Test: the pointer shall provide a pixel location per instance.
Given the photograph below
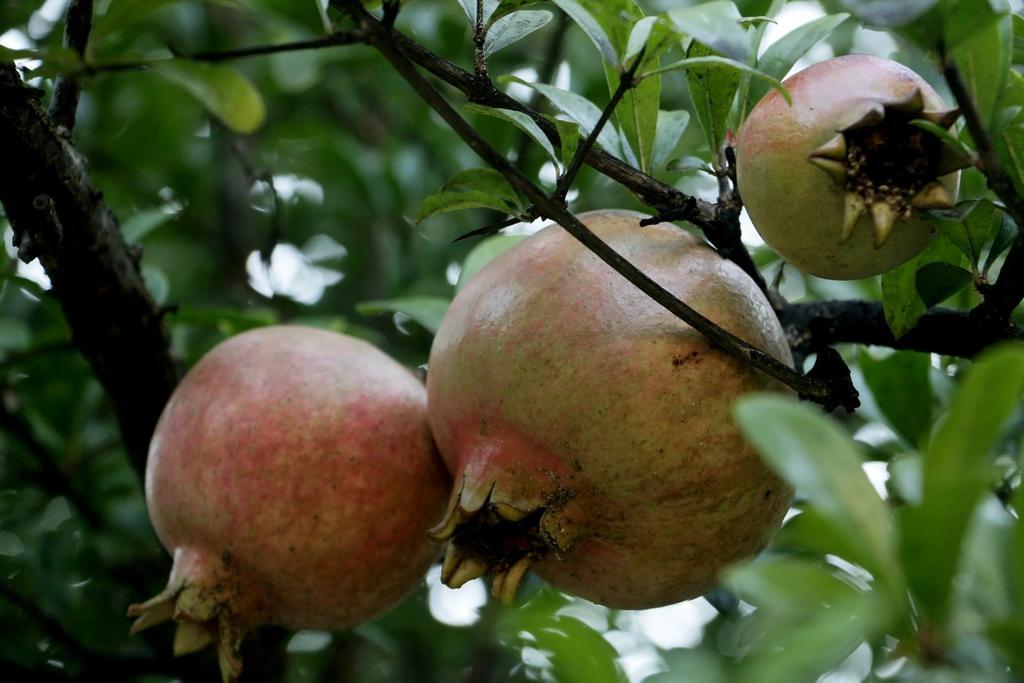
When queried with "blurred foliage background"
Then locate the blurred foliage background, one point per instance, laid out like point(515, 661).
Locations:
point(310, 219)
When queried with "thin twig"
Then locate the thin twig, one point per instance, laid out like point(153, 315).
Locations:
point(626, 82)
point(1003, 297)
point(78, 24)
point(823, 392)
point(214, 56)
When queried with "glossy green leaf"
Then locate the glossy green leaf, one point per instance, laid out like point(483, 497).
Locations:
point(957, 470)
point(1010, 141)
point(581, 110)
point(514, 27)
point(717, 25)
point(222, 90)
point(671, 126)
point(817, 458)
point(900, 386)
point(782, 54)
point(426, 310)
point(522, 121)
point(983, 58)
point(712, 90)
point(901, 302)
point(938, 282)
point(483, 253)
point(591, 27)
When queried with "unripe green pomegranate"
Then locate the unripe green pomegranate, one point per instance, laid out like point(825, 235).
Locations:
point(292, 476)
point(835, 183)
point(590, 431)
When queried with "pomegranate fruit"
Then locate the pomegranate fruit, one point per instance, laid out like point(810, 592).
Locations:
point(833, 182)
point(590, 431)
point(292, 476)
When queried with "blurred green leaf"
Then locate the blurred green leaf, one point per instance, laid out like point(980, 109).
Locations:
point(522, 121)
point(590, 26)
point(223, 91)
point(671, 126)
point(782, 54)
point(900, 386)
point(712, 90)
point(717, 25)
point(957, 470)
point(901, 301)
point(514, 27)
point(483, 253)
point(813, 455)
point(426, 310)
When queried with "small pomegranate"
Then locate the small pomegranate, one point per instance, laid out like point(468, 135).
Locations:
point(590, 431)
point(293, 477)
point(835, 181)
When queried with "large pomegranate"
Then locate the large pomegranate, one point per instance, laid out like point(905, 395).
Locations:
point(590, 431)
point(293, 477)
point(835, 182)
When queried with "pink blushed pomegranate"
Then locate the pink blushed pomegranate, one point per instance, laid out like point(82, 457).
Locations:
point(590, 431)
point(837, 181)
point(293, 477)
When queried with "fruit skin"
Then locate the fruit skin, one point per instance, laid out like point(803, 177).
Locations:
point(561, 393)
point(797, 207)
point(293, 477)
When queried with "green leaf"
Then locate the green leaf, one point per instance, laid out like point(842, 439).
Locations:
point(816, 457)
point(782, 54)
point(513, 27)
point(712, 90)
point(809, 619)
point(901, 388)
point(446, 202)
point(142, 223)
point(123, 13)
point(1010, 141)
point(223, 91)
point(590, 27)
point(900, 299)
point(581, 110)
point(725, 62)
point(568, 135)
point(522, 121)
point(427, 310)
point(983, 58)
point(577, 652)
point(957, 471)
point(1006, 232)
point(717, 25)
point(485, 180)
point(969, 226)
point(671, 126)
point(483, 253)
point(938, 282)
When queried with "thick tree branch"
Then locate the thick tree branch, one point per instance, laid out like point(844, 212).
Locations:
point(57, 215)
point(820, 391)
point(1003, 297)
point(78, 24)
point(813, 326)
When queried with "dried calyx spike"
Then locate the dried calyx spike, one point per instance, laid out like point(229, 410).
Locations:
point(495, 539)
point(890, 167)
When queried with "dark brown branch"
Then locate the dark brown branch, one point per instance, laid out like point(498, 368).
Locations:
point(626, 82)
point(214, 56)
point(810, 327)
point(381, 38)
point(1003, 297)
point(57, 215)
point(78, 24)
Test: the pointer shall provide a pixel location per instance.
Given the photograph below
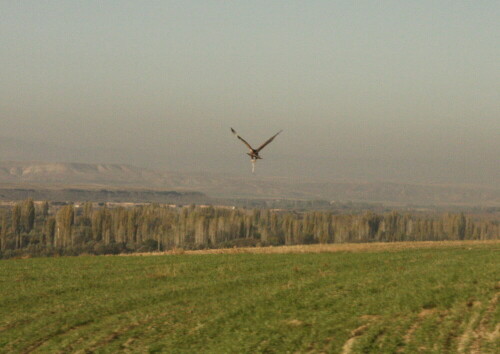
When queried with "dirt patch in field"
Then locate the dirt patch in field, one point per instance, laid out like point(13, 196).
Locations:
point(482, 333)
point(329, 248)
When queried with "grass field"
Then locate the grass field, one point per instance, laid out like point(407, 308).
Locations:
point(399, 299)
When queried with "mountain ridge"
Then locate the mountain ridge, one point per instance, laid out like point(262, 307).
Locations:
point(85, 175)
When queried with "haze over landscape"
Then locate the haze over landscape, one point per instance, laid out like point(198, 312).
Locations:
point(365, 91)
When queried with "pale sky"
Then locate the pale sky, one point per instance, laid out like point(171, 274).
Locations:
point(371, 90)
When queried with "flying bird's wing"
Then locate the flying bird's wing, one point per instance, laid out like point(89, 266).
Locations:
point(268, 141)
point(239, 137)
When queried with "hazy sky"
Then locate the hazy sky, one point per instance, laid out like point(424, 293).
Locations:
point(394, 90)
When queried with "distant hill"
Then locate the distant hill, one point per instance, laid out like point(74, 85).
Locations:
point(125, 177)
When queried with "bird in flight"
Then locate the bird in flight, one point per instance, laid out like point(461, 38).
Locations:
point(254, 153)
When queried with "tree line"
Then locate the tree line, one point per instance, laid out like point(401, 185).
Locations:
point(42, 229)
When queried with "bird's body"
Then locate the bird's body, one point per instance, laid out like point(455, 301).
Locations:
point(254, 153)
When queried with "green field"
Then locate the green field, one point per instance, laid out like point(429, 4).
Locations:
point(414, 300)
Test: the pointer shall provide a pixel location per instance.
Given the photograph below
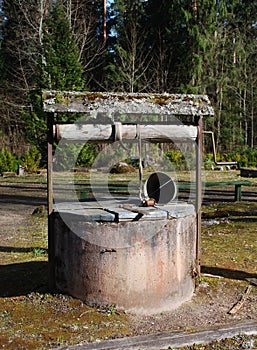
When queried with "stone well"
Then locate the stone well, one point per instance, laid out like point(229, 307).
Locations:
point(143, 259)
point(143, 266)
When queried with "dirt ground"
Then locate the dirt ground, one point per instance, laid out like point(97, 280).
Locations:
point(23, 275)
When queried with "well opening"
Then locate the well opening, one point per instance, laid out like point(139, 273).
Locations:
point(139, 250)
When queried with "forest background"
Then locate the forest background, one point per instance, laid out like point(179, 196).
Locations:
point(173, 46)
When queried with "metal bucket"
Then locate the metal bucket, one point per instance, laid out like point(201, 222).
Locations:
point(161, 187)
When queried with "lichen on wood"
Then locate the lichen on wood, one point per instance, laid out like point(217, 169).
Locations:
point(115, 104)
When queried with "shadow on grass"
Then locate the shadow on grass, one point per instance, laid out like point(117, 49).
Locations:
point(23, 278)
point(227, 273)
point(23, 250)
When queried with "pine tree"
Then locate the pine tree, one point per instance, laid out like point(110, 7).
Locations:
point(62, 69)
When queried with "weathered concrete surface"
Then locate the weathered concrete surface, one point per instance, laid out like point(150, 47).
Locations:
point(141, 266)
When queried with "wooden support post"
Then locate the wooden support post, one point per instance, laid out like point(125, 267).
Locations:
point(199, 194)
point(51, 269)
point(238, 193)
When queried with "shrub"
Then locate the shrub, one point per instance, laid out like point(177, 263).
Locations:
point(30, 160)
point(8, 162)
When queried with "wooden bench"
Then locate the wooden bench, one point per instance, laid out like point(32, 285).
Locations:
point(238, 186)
══════════
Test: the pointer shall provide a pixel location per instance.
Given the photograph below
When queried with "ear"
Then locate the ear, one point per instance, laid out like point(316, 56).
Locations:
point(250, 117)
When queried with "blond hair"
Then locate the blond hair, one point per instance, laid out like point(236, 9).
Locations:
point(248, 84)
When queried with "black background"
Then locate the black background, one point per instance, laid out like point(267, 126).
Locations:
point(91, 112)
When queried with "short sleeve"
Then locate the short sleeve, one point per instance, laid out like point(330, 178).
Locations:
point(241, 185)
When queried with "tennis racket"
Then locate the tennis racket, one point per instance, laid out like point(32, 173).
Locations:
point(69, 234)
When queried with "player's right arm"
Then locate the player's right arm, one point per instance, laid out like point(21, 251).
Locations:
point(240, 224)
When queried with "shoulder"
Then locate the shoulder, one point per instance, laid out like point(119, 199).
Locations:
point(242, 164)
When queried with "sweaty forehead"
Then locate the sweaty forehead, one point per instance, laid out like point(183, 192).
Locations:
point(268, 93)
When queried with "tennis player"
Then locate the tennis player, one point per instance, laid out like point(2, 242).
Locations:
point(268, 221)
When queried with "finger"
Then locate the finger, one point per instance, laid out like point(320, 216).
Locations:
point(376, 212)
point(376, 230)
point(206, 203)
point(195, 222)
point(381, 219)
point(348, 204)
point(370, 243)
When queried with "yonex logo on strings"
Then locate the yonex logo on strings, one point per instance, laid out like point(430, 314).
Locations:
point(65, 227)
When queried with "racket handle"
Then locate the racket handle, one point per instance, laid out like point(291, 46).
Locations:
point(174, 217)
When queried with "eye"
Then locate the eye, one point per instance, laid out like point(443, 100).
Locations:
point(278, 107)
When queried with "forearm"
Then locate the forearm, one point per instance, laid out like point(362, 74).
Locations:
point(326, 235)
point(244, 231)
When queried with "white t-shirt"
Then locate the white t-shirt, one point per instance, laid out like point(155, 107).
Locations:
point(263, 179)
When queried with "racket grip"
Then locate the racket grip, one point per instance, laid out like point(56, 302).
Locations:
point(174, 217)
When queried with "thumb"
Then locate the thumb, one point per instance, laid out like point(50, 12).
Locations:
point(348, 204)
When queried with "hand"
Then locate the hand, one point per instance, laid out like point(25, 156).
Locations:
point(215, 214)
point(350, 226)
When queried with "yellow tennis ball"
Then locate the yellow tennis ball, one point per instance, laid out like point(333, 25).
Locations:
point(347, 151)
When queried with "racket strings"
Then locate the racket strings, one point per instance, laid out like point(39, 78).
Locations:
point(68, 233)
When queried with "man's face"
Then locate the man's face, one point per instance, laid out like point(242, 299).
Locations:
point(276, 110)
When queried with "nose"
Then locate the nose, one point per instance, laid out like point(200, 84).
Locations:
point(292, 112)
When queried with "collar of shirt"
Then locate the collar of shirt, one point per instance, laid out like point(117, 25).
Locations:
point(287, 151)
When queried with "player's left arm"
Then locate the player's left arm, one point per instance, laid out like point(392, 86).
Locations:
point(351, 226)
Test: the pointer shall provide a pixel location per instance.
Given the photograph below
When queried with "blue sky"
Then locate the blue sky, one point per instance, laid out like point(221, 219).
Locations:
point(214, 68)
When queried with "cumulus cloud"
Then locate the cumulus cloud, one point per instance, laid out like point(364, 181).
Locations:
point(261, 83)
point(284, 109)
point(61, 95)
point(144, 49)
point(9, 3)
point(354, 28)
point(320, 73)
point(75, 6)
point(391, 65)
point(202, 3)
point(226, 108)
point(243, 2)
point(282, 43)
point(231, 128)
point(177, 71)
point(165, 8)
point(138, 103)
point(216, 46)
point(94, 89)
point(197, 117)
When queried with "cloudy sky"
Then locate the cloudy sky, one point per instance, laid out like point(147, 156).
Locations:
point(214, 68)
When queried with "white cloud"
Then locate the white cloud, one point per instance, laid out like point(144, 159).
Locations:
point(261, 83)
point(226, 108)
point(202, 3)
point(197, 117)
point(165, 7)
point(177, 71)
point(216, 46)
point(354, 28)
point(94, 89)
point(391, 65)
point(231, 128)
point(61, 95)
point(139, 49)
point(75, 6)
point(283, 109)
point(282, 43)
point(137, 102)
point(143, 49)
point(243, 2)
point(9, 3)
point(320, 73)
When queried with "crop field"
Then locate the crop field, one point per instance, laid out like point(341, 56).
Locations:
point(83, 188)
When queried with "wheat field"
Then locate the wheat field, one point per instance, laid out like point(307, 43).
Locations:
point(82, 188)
══════════
- _SHORT EXERCISE_:
Report every line of the items above that contains the string "ball", copying each line in full.

- _EXERCISE ANSWER_:
When queried with "yellow tennis ball"
Then locate the yellow tennis ball, one point per instance, laid out like point(333, 25).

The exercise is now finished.